__Aim__.
Will you copy these lines word for word, starting at the first line and ending at the line that contains "point(42, 718)", with both of those lines included and the pictures left out?
<<<<
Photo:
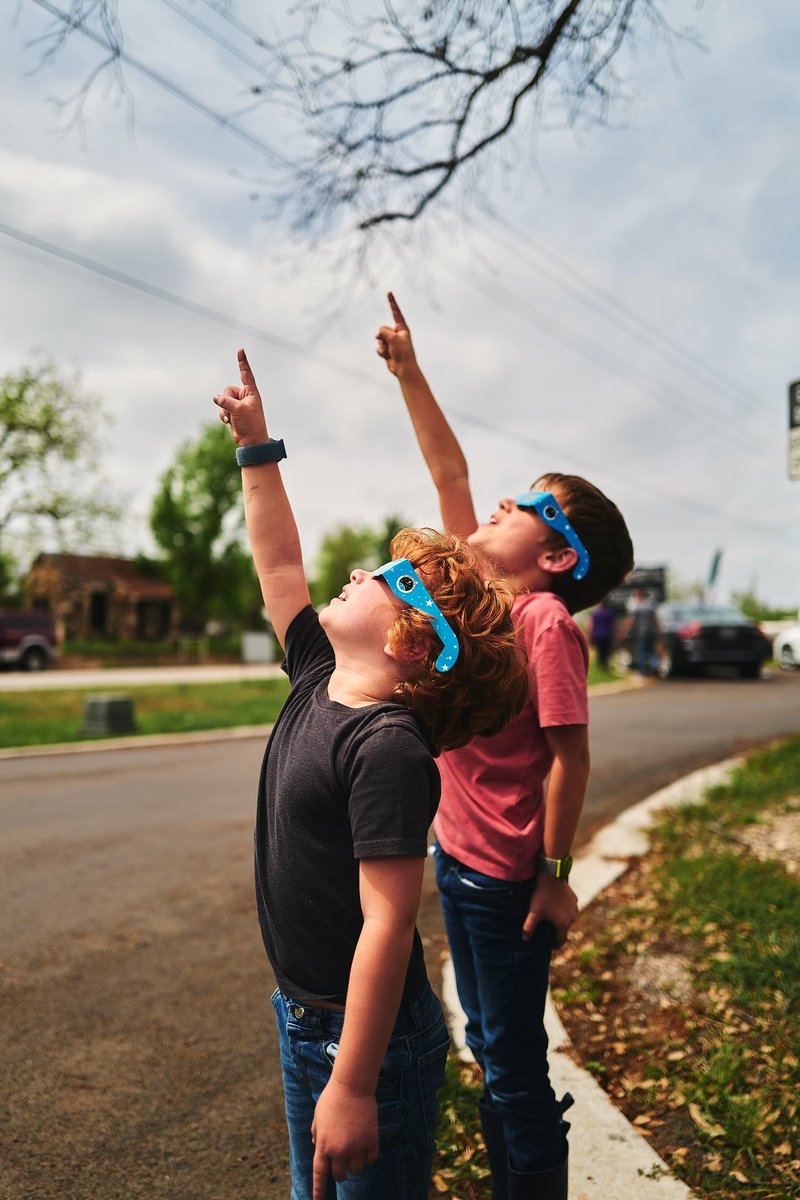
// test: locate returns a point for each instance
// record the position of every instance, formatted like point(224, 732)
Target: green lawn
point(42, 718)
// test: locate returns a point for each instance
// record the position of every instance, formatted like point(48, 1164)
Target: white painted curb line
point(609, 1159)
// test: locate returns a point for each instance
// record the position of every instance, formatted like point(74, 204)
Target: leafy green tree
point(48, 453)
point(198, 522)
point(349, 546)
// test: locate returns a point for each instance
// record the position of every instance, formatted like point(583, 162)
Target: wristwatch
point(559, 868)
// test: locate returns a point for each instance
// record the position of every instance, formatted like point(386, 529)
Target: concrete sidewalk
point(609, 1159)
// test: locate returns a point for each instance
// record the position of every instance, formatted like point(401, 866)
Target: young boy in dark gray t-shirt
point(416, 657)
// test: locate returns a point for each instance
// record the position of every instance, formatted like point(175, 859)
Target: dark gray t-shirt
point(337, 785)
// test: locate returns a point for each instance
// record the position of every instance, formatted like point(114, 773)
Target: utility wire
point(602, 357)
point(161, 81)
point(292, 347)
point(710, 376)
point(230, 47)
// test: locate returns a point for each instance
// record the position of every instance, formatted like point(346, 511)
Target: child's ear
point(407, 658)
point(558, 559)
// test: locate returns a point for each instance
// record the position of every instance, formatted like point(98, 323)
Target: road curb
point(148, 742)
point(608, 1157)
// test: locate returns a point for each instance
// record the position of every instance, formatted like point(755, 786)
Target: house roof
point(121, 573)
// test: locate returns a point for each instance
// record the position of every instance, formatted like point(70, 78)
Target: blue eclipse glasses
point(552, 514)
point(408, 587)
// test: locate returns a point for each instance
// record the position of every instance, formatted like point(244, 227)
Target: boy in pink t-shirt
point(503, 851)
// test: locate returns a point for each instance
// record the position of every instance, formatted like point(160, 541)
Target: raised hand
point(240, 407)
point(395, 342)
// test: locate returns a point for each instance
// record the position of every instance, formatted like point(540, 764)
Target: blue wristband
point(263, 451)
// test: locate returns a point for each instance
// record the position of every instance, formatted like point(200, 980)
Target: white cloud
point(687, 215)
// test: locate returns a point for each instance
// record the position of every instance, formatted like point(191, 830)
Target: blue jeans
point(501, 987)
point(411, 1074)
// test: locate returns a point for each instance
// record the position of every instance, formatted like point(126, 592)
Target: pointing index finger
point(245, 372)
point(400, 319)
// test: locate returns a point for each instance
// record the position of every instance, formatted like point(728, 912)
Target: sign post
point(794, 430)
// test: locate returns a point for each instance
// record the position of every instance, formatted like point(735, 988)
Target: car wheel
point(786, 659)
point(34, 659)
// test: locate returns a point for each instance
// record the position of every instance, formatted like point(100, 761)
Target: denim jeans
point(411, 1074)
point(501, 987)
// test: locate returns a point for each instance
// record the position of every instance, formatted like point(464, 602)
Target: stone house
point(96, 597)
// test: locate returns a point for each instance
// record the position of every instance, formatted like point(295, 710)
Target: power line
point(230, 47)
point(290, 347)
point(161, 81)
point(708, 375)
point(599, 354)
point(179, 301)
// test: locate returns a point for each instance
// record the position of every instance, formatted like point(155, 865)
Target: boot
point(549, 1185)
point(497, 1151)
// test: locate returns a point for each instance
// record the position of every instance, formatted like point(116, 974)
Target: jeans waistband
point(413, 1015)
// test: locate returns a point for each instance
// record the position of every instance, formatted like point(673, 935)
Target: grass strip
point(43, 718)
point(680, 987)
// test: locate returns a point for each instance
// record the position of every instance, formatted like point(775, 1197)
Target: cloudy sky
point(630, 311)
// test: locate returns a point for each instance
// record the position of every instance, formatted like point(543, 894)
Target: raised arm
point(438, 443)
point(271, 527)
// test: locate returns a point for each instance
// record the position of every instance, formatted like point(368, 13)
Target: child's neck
>>>>
__Solution below__.
Photo:
// test: locate returns a point for each instance
// record the position of every instance, formatted like point(224, 732)
Target: green lawn
point(42, 718)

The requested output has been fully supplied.